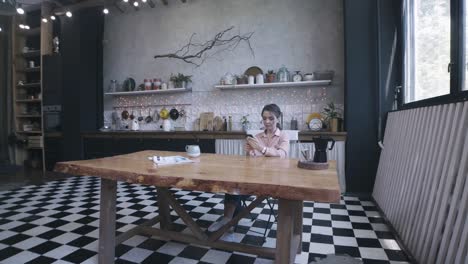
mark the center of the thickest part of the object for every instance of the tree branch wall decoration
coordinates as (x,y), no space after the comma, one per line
(196,53)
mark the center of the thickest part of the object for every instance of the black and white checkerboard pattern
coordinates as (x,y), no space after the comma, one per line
(58,223)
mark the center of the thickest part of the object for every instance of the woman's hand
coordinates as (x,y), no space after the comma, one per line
(255,144)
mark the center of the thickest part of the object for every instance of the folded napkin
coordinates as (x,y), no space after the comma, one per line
(168,160)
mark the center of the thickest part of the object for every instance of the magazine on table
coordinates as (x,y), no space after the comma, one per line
(169,160)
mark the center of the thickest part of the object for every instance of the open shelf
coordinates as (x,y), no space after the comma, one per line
(30,32)
(35,69)
(30,54)
(28,100)
(274,85)
(28,116)
(29,85)
(175,90)
(29,132)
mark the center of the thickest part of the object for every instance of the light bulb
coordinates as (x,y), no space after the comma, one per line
(20,10)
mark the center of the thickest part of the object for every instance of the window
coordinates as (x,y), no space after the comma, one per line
(432,49)
(465,49)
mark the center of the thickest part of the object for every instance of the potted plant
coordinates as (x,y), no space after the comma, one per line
(240,79)
(270,76)
(180,80)
(332,116)
(245,122)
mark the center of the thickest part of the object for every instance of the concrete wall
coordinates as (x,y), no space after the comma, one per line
(305,35)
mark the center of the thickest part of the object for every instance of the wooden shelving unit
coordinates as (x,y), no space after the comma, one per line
(174,90)
(303,84)
(27,85)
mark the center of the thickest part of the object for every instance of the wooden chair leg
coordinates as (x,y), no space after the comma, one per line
(106,249)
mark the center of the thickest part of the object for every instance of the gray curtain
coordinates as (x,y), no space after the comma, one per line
(6,103)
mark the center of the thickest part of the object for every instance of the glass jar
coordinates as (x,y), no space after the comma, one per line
(112,86)
(283,74)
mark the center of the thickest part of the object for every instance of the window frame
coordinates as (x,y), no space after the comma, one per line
(457,59)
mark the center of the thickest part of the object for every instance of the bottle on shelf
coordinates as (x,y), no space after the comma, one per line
(224,124)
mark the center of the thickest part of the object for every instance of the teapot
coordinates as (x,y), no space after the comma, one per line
(228,78)
(164,113)
(320,145)
(283,74)
(134,125)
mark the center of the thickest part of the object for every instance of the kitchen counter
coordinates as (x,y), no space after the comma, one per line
(303,135)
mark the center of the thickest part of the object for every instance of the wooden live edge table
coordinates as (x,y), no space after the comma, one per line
(259,176)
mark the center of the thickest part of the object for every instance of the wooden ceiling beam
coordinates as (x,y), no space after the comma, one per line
(150,3)
(84,4)
(116,5)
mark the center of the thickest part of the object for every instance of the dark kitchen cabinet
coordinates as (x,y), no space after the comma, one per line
(53,148)
(81,59)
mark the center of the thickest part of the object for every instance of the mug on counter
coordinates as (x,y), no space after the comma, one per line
(193,150)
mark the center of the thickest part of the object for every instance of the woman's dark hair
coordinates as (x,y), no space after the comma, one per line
(273,108)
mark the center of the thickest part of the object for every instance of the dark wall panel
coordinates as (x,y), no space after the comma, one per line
(361,91)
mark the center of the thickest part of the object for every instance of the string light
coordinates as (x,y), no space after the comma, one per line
(20,10)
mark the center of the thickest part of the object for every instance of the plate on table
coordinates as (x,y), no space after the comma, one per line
(312,116)
(254,70)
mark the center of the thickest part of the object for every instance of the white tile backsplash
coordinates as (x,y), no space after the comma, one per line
(295,102)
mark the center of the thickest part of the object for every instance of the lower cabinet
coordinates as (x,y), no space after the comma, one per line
(110,146)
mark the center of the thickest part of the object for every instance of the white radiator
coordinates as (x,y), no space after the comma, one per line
(421,182)
(236,147)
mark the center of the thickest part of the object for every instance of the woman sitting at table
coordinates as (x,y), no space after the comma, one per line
(270,143)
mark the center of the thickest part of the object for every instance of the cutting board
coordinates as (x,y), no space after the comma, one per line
(206,121)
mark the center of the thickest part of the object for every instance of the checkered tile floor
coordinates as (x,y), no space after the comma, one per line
(58,223)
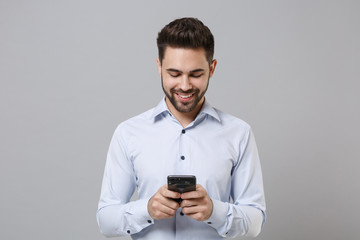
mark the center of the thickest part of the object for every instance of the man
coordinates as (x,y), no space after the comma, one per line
(183,134)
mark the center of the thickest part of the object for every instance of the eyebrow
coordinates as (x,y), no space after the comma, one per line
(178,71)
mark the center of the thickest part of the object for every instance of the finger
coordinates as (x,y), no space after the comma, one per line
(166,201)
(192,210)
(189,203)
(198,193)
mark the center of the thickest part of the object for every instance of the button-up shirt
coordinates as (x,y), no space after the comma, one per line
(219,149)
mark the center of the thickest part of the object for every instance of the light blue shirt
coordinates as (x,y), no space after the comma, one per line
(216,147)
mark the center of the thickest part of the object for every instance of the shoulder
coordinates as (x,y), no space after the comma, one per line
(229,120)
(135,123)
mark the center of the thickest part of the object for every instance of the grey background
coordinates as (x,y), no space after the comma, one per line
(71,71)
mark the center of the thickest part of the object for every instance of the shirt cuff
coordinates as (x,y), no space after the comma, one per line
(139,215)
(218,216)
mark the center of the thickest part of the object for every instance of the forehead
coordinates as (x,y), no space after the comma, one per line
(185,58)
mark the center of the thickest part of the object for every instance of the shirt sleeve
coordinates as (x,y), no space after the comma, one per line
(117,215)
(245,216)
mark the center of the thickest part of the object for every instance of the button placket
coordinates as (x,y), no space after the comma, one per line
(183,145)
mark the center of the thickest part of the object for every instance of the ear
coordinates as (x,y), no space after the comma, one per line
(158,65)
(212,67)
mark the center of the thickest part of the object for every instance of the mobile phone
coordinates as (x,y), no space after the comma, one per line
(181,184)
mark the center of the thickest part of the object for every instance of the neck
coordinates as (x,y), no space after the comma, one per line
(185,118)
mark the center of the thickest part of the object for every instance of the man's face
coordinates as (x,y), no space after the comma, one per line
(185,75)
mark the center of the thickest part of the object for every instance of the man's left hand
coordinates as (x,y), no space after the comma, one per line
(197,204)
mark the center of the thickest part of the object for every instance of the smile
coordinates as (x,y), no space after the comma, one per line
(185,97)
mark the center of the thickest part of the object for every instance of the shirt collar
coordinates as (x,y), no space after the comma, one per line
(207,109)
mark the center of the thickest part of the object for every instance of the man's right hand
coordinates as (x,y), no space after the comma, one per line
(161,205)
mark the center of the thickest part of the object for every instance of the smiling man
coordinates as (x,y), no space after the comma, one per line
(183,135)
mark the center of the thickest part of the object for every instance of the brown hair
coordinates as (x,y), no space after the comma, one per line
(186,33)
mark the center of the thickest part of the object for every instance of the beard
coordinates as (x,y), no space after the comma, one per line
(184,107)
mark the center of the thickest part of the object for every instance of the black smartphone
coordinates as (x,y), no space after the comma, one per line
(181,184)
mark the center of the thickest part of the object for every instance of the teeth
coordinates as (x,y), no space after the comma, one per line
(186,96)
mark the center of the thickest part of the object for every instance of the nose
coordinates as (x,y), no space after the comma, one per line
(185,84)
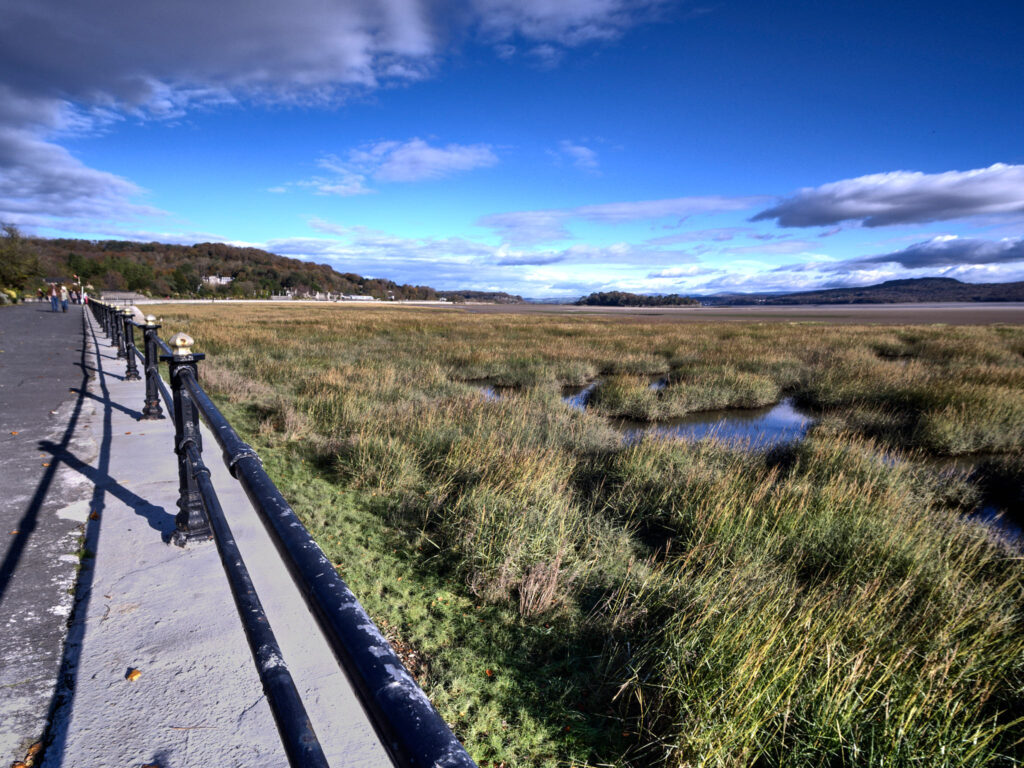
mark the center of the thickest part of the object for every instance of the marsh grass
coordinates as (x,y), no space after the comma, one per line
(580,601)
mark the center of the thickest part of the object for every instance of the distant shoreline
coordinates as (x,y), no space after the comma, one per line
(953,313)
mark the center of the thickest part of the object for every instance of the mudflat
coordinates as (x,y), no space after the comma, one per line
(953,313)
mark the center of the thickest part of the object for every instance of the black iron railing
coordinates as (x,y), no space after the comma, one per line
(410,728)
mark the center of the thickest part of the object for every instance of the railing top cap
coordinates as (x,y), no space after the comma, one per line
(181,343)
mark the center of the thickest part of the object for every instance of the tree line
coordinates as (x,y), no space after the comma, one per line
(622,298)
(160,269)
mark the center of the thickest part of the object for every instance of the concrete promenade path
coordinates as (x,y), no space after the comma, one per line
(139,602)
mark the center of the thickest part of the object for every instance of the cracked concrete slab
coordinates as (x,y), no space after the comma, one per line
(146,605)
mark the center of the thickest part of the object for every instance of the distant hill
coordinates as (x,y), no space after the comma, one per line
(498,297)
(621,298)
(890,292)
(161,269)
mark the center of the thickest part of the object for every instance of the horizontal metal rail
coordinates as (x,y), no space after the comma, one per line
(410,727)
(413,732)
(298,737)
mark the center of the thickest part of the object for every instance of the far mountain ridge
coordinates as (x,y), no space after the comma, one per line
(204,269)
(906,290)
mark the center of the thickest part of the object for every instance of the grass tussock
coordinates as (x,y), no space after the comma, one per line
(571,600)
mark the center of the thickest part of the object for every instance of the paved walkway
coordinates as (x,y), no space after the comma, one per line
(41,399)
(143,604)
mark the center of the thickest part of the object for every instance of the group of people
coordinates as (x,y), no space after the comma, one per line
(60,296)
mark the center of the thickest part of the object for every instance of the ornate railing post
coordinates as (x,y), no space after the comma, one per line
(122,332)
(131,373)
(152,408)
(113,329)
(190,522)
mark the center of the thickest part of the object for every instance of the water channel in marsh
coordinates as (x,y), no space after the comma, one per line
(756,429)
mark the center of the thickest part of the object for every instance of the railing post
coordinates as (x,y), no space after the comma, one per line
(119,325)
(190,522)
(112,328)
(131,372)
(152,408)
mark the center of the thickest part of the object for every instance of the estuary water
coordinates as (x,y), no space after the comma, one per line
(753,428)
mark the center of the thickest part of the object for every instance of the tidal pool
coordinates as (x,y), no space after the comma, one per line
(751,428)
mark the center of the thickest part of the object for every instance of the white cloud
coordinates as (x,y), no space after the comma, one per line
(671,208)
(525,227)
(77,67)
(567,23)
(678,271)
(414,160)
(582,157)
(904,198)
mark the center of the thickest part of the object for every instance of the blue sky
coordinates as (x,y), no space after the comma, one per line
(547,148)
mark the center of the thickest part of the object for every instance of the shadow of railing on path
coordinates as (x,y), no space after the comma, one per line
(62,701)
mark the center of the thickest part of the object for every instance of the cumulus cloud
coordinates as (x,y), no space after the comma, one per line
(904,198)
(78,66)
(952,251)
(582,157)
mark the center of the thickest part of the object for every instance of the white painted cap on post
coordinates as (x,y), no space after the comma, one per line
(181,343)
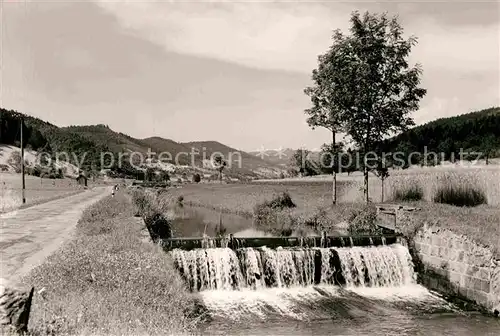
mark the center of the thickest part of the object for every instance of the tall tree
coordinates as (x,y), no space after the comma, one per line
(368,82)
(219,164)
(323,112)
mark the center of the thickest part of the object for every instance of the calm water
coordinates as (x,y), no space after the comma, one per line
(394,309)
(408,311)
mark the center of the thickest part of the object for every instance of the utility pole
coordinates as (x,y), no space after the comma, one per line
(22,160)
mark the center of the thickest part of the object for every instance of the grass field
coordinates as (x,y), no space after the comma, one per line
(109,281)
(38,190)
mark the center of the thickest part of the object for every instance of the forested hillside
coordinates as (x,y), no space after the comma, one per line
(472,132)
(86,145)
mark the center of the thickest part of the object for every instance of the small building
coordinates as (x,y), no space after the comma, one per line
(81,180)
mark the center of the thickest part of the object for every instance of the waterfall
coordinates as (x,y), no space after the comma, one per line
(258,268)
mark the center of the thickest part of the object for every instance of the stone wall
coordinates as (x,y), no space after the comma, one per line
(454,265)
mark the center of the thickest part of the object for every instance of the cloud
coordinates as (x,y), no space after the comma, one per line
(289,36)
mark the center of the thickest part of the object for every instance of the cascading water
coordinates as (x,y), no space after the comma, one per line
(257,268)
(302,284)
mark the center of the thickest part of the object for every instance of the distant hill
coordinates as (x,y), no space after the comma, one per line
(175,149)
(237,160)
(280,157)
(472,132)
(88,143)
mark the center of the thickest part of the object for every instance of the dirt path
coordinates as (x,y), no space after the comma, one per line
(29,235)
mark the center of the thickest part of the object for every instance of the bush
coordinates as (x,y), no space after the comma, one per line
(363,220)
(281,201)
(180,200)
(273,215)
(408,192)
(196,178)
(152,208)
(460,195)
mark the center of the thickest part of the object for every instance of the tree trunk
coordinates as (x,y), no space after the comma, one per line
(367,198)
(382,201)
(365,174)
(334,186)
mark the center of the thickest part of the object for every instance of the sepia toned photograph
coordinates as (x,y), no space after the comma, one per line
(249,167)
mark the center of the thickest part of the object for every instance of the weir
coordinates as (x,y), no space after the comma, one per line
(282,267)
(274,242)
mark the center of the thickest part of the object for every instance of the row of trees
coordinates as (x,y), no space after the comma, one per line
(364,86)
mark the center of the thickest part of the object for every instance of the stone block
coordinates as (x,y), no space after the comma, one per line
(15,306)
(457,267)
(485,286)
(481,298)
(454,277)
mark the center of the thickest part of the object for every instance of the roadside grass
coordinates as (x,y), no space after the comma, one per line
(38,190)
(108,281)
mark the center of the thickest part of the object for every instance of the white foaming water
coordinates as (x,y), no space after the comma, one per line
(294,282)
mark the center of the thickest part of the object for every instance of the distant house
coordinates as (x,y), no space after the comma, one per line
(81,180)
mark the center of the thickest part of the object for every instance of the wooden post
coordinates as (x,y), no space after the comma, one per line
(22,162)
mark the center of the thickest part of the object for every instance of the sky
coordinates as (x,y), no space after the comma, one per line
(233,72)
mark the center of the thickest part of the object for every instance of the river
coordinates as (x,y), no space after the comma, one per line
(271,292)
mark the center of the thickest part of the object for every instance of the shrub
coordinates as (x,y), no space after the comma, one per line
(196,178)
(460,195)
(281,201)
(273,215)
(363,220)
(180,200)
(408,192)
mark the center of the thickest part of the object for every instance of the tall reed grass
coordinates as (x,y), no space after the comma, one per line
(468,182)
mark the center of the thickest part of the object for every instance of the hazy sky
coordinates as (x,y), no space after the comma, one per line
(231,72)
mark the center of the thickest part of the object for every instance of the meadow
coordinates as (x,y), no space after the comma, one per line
(313,197)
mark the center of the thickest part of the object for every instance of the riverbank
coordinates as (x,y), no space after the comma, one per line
(108,280)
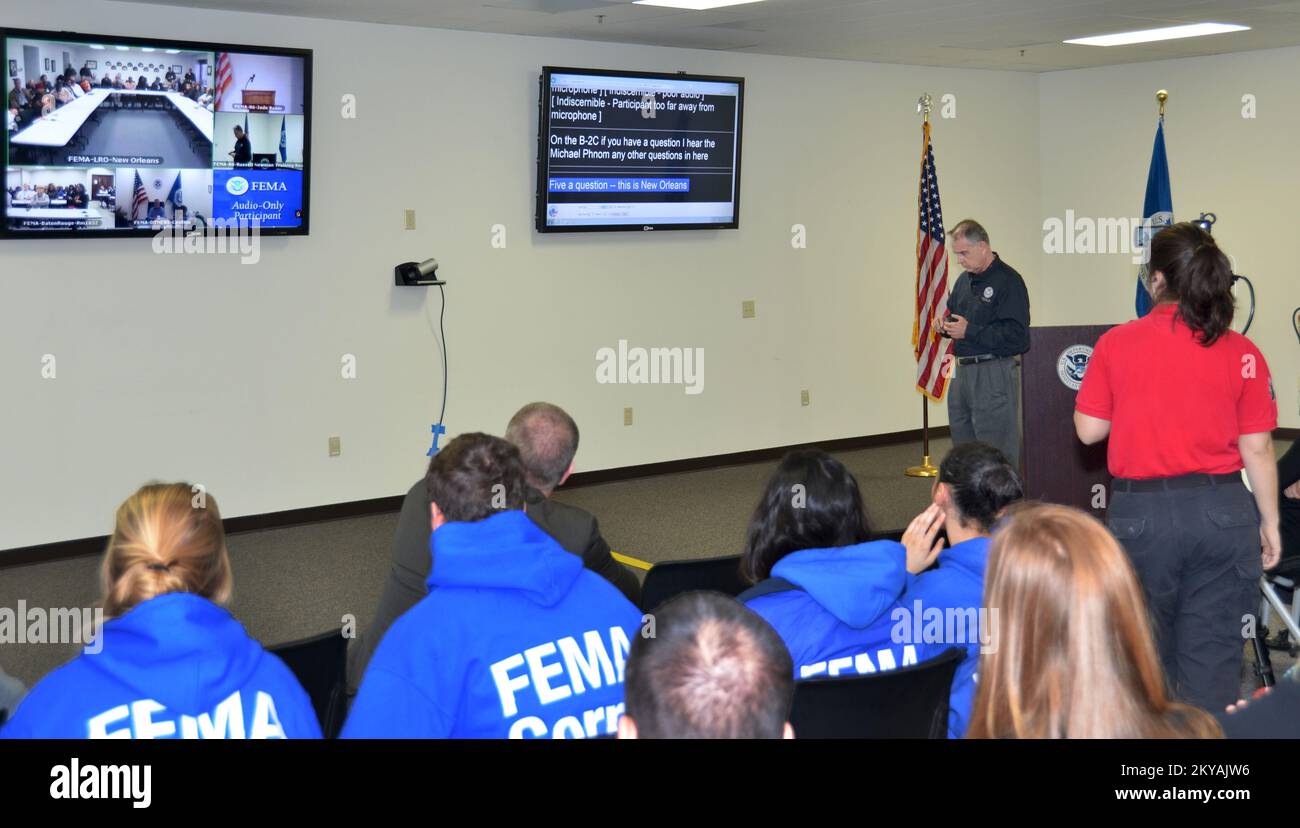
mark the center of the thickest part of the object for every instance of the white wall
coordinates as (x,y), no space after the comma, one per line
(1096,130)
(203,369)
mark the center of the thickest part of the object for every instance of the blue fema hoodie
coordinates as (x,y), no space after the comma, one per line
(514,640)
(839,619)
(176,666)
(956,584)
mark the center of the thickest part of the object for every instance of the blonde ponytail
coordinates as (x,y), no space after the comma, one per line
(164,541)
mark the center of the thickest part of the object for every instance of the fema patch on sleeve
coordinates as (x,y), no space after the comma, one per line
(1071,365)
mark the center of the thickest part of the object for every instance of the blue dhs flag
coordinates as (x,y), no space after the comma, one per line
********************
**Task brief**
Reproduce verbatim every line starting at the line that holds "of the riverbank" and ending with the final line of the data; omit the pictures.

**Output of the task**
mark the center of the thickest part of the object for every instance of the riverbank
coordinates as (x,y), no space after the comma, one per line
(108,280)
mark the center of the thickest part of the object for every instance of the white wall
coordinates as (x,y), no space after the comma, one per line
(1096,130)
(203,369)
mark the center of the thickest part of the object for every instance of the blue fema hoodie
coordinates as (x,y), no space after the comma, one per line
(514,640)
(839,619)
(176,666)
(956,584)
mark the center of the thickest part of the object for every instance of the blonde ponytail
coordinates as (x,y), no space after the comma, one per line
(164,541)
mark the center of the thickest part of the object for every instance of the fema patch on sleeve
coordinates as (x,y), no space after the comma, one per line
(1071,365)
mark the center of the thickest part of the object for every instance of the blue dhs flag
coordinates as (x,y), no space after the comma, one per line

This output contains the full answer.